* EXERCISE INPUTS:

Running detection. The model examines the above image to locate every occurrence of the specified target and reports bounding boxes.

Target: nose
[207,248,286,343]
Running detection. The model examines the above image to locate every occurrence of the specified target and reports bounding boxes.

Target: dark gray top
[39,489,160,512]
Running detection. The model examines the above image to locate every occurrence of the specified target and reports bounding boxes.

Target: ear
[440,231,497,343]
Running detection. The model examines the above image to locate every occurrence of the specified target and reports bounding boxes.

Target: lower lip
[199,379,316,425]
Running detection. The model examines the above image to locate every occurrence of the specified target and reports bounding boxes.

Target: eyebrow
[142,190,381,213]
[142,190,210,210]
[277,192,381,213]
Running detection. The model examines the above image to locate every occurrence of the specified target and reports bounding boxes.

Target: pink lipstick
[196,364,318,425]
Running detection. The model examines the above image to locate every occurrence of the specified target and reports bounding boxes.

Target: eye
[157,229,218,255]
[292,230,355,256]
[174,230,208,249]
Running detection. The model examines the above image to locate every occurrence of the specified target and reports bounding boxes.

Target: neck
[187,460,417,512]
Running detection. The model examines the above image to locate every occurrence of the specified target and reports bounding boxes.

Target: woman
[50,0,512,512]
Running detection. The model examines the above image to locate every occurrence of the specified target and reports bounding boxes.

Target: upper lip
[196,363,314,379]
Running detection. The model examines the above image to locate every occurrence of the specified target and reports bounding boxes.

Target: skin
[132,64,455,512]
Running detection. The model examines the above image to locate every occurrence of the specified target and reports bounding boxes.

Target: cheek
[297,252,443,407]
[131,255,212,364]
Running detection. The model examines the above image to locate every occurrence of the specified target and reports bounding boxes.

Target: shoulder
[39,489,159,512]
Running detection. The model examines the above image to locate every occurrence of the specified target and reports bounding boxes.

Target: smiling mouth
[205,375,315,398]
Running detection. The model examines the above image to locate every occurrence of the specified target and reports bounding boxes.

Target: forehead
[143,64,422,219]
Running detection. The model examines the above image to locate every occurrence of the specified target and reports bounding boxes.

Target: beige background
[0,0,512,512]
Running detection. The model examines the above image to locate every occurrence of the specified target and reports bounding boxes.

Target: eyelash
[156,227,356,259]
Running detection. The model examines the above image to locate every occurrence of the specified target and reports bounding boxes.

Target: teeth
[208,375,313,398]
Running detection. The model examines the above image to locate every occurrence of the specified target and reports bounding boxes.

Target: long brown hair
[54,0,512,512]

* WHAT YOU NEED TO DO:
Copy all of the records above word for word, keeping every line as it appears.

* TASK ANSWER:
Running detection. The model examines the above image to locate every occurrence of the specified target and reports bounding boxes.

Target: nose
[207,248,286,343]
Running detection. The model examines the above image to locate every occurrence of the specified target and reports bounding boxes.

Target: dark gray top
[39,489,160,512]
Running detection. The model examines the above image to locate every occurrence of the specified target and reports bounding boxes.

Target: ear
[440,231,497,343]
Running detection. The model examines the above image to locate every occurrence of the specified target and reports bounding boxes.

Target: lower lip
[199,379,316,425]
Running detection. The model examines the above image to locate every occurrence of the specified target and reports bounding boxes.

Target: eyebrow
[142,190,381,213]
[142,190,210,210]
[277,192,381,213]
Running detection. The model examines the above image to locate every occurrence of the specified target and reports bounding boxes.

Target: pink lipstick
[196,364,318,425]
Running detection. The model examines the above image to locate every occurrence of the specified target and reports bounding boxes.

Target: eye
[157,229,218,255]
[292,230,355,256]
[174,230,208,249]
Running detection. The model examines the above image to locate every occurrence of the specified target and reports bounding boxes.

Target: neck
[187,460,417,512]
Running detection. The model examines the above image to locate every occurrence of the specified target and reports bounding boxes.

Target: woman
[50,0,512,512]
Running detection. The model examines the above image to locate every occurrence of the specified target and reports bounding boxes.

Target: upper lip
[196,363,314,379]
Running detection. The model examines the above image to locate every occurrence of the specified target and reports bounding boxes.

Target: skin
[132,64,455,512]
Running detection. The model examines the above image to locate every occurrence of the specified target and reports bounding boxes.

Target: cheek
[297,252,443,407]
[131,255,212,364]
Running detection. The model examines the above image to locate every occurrence of the specified target and reports bounding boxes.

Target: shoulder
[39,489,159,512]
Running detection. The model examines the above image to locate every occurrence of the specified target and reports bounding boxes.

Target: smiling mouth
[205,375,315,398]
Running detection. The model examines the above image to locate every occurrence of the specified target and reports bounding boxes.

Target: forehead
[143,64,422,219]
Running detection. The model examines the above image to locate every occurrence of the specified target and reports bounding boxes.

Target: beige background
[0,0,512,512]
Running detection. The model examines the above image to locate every occurrence of the specified target and reports bounding boxes.

Target: eyelash
[156,227,356,259]
Running detection. The model examines the above image to locate every occurrence of the specified target and reports bounding boxes.

Target: teeth
[208,375,313,398]
Running detection. The model examines the above image to locate every occurrence of the specified target and reports bounding boxes.

Target: long brown hair
[54,0,512,512]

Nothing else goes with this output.